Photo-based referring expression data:
+-------+
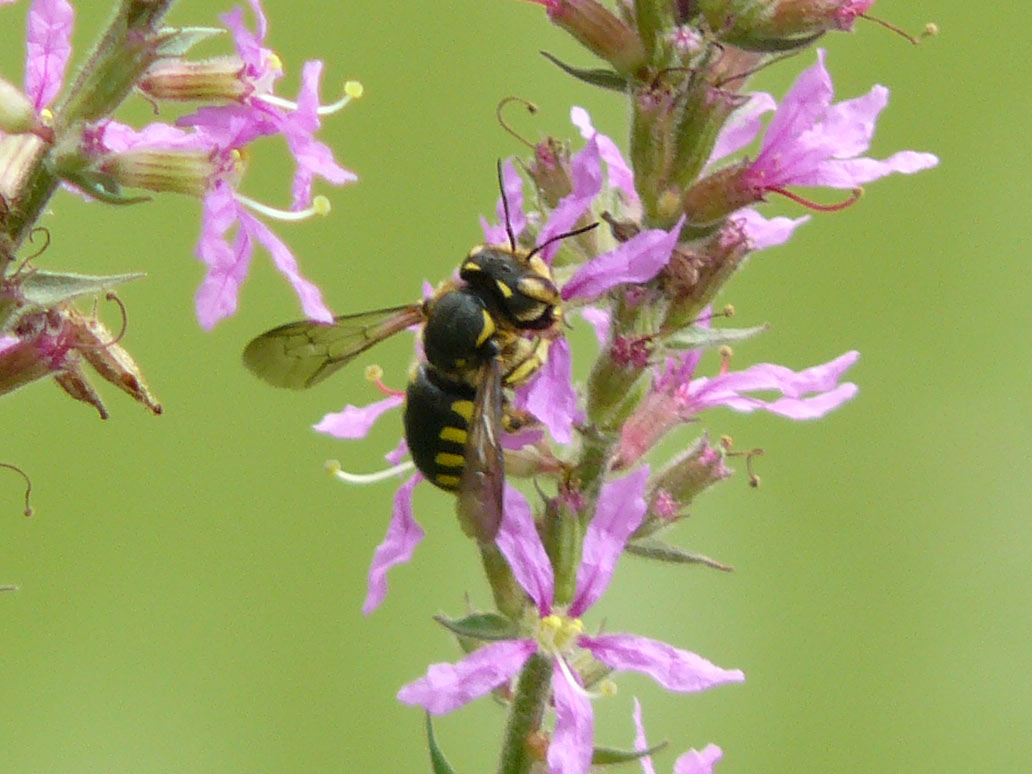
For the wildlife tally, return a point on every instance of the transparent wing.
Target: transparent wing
(300, 354)
(481, 488)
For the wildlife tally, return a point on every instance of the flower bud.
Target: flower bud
(687, 476)
(221, 78)
(779, 25)
(17, 113)
(600, 31)
(550, 170)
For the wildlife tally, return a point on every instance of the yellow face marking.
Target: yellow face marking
(488, 330)
(463, 409)
(454, 434)
(540, 267)
(447, 459)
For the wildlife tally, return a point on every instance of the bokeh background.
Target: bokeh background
(190, 585)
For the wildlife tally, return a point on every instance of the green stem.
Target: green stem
(124, 51)
(524, 715)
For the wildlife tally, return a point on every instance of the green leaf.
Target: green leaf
(438, 760)
(178, 40)
(602, 78)
(480, 626)
(100, 187)
(772, 44)
(699, 337)
(650, 548)
(611, 756)
(46, 289)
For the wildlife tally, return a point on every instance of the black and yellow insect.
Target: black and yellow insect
(486, 331)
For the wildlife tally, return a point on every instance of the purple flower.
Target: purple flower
(676, 397)
(811, 141)
(692, 762)
(558, 635)
(49, 45)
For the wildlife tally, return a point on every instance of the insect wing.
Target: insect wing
(300, 354)
(482, 484)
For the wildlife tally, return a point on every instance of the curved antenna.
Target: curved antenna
(505, 207)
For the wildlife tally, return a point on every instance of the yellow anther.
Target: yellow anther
(320, 205)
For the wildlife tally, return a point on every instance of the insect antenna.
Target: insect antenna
(505, 207)
(563, 235)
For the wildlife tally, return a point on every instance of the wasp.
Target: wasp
(486, 331)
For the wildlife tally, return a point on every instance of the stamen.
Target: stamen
(931, 29)
(320, 205)
(726, 354)
(578, 688)
(332, 466)
(375, 374)
(28, 488)
(853, 198)
(352, 90)
(530, 108)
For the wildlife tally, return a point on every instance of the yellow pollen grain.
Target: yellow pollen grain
(488, 330)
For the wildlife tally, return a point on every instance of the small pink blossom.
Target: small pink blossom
(49, 46)
(620, 510)
(811, 141)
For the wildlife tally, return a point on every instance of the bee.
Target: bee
(487, 331)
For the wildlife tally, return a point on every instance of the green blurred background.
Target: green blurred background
(190, 584)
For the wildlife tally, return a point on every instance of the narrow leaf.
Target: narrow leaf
(655, 549)
(174, 41)
(610, 756)
(488, 626)
(699, 337)
(50, 288)
(602, 78)
(438, 760)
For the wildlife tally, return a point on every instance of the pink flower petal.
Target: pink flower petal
(620, 510)
(570, 750)
(551, 396)
(47, 42)
(512, 184)
(637, 260)
(586, 173)
(448, 686)
(699, 762)
(227, 266)
(672, 668)
(620, 175)
(354, 421)
(764, 233)
(519, 543)
(742, 127)
(402, 537)
(308, 292)
(641, 743)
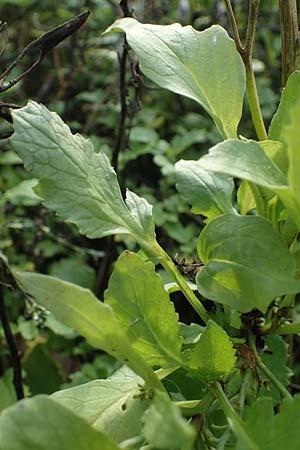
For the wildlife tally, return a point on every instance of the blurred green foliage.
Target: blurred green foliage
(79, 79)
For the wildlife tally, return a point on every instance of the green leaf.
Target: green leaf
(245, 198)
(292, 139)
(136, 294)
(40, 423)
(213, 356)
(109, 405)
(282, 118)
(43, 374)
(208, 193)
(276, 360)
(269, 432)
(204, 66)
(75, 181)
(165, 428)
(75, 270)
(7, 391)
(247, 263)
(79, 309)
(22, 194)
(246, 160)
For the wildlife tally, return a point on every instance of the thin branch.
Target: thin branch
(234, 26)
(251, 27)
(14, 352)
(289, 31)
(120, 138)
(246, 54)
(3, 27)
(119, 145)
(43, 44)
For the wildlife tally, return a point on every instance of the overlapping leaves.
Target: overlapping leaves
(75, 181)
(204, 66)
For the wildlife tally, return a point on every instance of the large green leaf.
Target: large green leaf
(246, 160)
(75, 181)
(136, 294)
(276, 359)
(165, 428)
(247, 263)
(109, 405)
(269, 432)
(213, 356)
(282, 118)
(40, 423)
(204, 66)
(208, 193)
(80, 310)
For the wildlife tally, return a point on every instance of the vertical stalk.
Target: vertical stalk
(236, 423)
(14, 352)
(289, 31)
(254, 105)
(246, 54)
(153, 249)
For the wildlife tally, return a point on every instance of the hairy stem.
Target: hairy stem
(14, 352)
(235, 422)
(285, 393)
(246, 54)
(282, 389)
(155, 250)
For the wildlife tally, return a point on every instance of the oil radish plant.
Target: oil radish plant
(212, 385)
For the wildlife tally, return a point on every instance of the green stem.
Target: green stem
(285, 393)
(235, 422)
(261, 205)
(170, 267)
(288, 328)
(254, 103)
(153, 249)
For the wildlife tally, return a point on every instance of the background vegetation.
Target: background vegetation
(80, 79)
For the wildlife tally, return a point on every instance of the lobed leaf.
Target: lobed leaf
(40, 423)
(282, 118)
(246, 160)
(209, 193)
(175, 433)
(80, 310)
(140, 302)
(247, 263)
(75, 181)
(204, 66)
(213, 356)
(108, 405)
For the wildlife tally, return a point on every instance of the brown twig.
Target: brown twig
(119, 145)
(43, 44)
(14, 352)
(289, 31)
(246, 54)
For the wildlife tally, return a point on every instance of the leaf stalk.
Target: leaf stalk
(154, 249)
(246, 53)
(236, 423)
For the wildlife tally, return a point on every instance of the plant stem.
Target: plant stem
(254, 103)
(289, 32)
(155, 250)
(285, 393)
(246, 54)
(14, 352)
(235, 422)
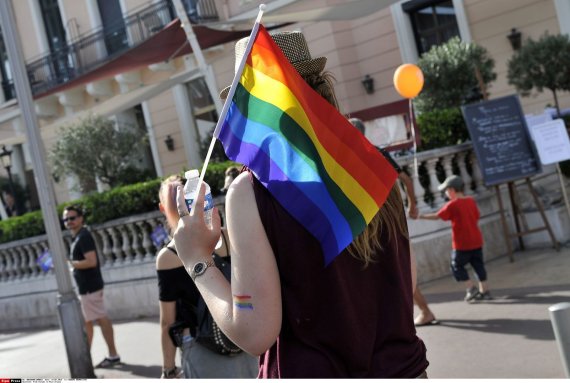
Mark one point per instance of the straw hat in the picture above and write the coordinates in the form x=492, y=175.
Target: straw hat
x=295, y=48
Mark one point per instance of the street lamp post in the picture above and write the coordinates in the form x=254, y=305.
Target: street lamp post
x=69, y=309
x=6, y=158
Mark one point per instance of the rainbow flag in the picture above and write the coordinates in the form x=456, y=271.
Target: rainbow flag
x=310, y=158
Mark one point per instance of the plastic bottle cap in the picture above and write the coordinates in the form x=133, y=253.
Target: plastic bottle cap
x=194, y=173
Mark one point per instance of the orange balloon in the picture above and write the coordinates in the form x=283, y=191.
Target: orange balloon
x=408, y=80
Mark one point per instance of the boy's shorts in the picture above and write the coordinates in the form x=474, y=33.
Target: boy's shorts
x=461, y=258
x=93, y=306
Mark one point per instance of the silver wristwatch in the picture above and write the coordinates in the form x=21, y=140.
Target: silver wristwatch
x=200, y=268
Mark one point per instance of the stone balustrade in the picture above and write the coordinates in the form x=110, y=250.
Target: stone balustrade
x=28, y=294
x=439, y=164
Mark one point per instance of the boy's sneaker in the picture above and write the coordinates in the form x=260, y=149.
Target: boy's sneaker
x=173, y=373
x=486, y=296
x=109, y=362
x=471, y=294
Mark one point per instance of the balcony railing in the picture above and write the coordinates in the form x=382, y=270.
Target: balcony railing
x=100, y=46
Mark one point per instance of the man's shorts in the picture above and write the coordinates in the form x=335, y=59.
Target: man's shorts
x=93, y=306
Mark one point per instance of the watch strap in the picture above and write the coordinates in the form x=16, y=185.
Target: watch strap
x=195, y=274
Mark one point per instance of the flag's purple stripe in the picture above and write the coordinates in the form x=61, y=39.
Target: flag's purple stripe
x=287, y=193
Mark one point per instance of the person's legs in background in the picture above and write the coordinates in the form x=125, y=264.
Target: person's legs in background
x=425, y=316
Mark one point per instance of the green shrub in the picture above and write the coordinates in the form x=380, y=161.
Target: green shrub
x=103, y=207
x=442, y=127
x=449, y=73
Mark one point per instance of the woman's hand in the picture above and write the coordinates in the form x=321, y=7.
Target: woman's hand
x=194, y=240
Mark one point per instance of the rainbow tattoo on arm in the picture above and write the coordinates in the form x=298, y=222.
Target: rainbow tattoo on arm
x=243, y=302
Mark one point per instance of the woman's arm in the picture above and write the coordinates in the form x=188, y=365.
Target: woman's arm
x=167, y=318
x=248, y=311
x=432, y=216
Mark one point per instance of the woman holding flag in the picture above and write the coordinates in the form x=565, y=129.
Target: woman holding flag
x=321, y=272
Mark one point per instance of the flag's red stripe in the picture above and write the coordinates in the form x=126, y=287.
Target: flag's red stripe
x=366, y=167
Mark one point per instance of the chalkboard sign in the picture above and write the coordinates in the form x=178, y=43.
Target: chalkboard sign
x=501, y=140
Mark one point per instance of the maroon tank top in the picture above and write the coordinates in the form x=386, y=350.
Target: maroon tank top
x=339, y=321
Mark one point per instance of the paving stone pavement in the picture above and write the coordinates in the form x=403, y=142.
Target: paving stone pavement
x=509, y=337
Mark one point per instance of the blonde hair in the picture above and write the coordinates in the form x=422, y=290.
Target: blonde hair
x=322, y=83
x=391, y=217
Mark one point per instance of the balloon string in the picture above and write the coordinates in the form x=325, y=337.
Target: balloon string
x=415, y=145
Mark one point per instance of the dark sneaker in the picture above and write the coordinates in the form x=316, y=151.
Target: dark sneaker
x=486, y=296
x=173, y=373
x=109, y=362
x=471, y=294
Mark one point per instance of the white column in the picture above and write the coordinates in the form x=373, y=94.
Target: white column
x=433, y=181
x=37, y=22
x=404, y=33
x=462, y=21
x=190, y=136
x=476, y=173
x=152, y=139
x=463, y=172
x=95, y=21
x=563, y=15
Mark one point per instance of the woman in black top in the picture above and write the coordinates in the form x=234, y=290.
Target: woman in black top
x=178, y=298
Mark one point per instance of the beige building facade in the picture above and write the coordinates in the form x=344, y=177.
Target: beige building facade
x=96, y=60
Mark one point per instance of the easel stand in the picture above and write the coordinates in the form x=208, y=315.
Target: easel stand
x=519, y=215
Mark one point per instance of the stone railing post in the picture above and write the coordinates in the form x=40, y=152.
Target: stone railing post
x=419, y=191
x=463, y=173
x=433, y=181
x=477, y=176
x=128, y=258
x=446, y=162
x=15, y=264
x=4, y=263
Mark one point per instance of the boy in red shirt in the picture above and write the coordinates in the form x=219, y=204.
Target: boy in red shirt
x=466, y=237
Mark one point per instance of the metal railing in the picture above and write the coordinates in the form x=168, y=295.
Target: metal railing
x=98, y=47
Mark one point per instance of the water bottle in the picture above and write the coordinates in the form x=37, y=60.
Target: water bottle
x=190, y=192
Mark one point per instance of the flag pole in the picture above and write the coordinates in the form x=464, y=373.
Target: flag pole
x=227, y=103
x=415, y=145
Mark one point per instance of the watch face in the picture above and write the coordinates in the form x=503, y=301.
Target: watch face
x=199, y=268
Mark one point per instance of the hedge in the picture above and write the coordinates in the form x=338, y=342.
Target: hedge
x=442, y=127
x=102, y=207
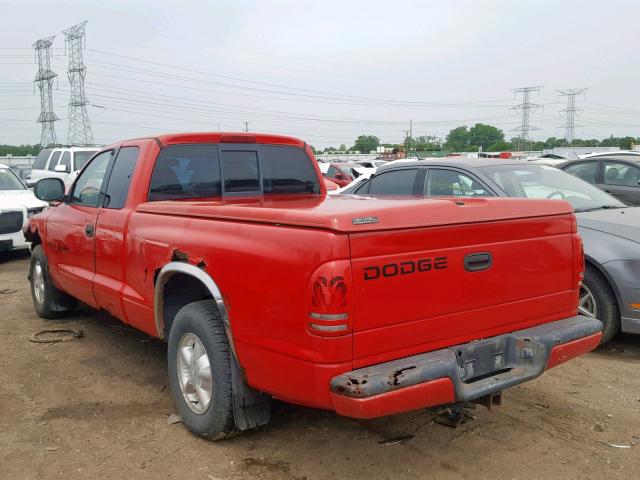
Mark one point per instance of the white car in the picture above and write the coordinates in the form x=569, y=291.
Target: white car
x=62, y=163
x=17, y=204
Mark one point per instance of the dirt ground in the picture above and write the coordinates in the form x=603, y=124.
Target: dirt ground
x=97, y=407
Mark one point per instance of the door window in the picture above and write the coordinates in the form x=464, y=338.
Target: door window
x=620, y=173
x=587, y=171
x=443, y=182
x=86, y=190
x=396, y=182
x=120, y=178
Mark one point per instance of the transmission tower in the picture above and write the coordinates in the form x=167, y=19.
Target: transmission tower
x=526, y=107
x=79, y=126
x=571, y=112
x=44, y=79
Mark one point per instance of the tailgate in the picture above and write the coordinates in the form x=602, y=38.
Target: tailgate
x=421, y=289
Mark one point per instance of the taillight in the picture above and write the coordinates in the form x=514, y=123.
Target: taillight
x=329, y=304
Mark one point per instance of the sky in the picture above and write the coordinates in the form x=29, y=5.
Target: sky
x=326, y=71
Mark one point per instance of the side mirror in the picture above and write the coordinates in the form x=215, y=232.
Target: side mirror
x=49, y=189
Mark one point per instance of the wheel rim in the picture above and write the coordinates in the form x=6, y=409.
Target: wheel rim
x=587, y=304
x=194, y=373
x=38, y=282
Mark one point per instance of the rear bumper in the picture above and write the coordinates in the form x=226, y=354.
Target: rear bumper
x=462, y=372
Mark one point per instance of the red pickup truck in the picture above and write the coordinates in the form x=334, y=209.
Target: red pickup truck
x=227, y=247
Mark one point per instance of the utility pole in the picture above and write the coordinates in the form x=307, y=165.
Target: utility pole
x=570, y=112
x=79, y=126
x=526, y=107
x=44, y=79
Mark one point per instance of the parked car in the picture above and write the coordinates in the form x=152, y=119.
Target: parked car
x=17, y=204
x=611, y=233
x=339, y=173
x=617, y=174
x=227, y=246
x=63, y=163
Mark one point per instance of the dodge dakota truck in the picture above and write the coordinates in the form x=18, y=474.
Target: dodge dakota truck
x=227, y=247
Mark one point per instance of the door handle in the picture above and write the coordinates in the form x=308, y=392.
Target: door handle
x=475, y=262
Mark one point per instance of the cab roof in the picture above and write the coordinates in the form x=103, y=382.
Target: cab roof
x=226, y=137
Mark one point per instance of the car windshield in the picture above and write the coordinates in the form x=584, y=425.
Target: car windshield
x=543, y=181
x=9, y=180
x=81, y=157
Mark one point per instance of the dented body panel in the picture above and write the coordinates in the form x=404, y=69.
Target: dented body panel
x=311, y=287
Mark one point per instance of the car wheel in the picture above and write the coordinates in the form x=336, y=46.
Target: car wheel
x=199, y=361
x=597, y=300
x=48, y=301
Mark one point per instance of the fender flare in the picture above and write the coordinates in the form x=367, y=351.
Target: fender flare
x=251, y=408
x=203, y=277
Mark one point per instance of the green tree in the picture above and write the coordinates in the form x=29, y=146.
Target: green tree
x=366, y=143
x=482, y=135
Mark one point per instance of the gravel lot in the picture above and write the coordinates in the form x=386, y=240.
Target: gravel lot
x=97, y=407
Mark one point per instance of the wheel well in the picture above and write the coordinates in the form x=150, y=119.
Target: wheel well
x=605, y=277
x=180, y=290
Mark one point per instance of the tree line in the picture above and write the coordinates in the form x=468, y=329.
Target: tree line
x=480, y=136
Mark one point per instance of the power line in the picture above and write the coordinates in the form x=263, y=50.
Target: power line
x=526, y=107
x=79, y=126
x=570, y=112
x=44, y=79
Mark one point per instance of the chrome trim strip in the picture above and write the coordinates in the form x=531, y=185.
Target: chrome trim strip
x=328, y=328
x=329, y=317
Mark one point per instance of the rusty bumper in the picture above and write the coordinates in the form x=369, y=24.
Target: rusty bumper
x=462, y=372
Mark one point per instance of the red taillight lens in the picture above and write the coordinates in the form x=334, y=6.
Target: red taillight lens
+-------+
Exercise aim - Using the records above, copy word for word the line with "Target: door handle", the line with "Mark one point per instance of the fender", and every line between them.

Response below -
Target: door handle
x=475, y=262
Mark one point per instance of the cab roof in the picture above and write the coordinates in the form x=103, y=382.
Target: cab roof
x=226, y=137
Mark one point per instance of the car windshield in the picture above and write the coordinates in the form x=584, y=425.
Target: car windshield
x=543, y=181
x=9, y=180
x=81, y=157
Mark one point per instance of the dented body panel in the picture above and write the coordinates in the form x=404, y=69.
Target: dented body panel
x=311, y=287
Mark one point per instance of the car wheel in the picture above and write the coordinates in the form x=336, y=46.
Target: car wheel
x=199, y=361
x=597, y=300
x=48, y=301
Mark one point per instance of the fender flare in the picture above and write the coordinates in the form x=367, y=351.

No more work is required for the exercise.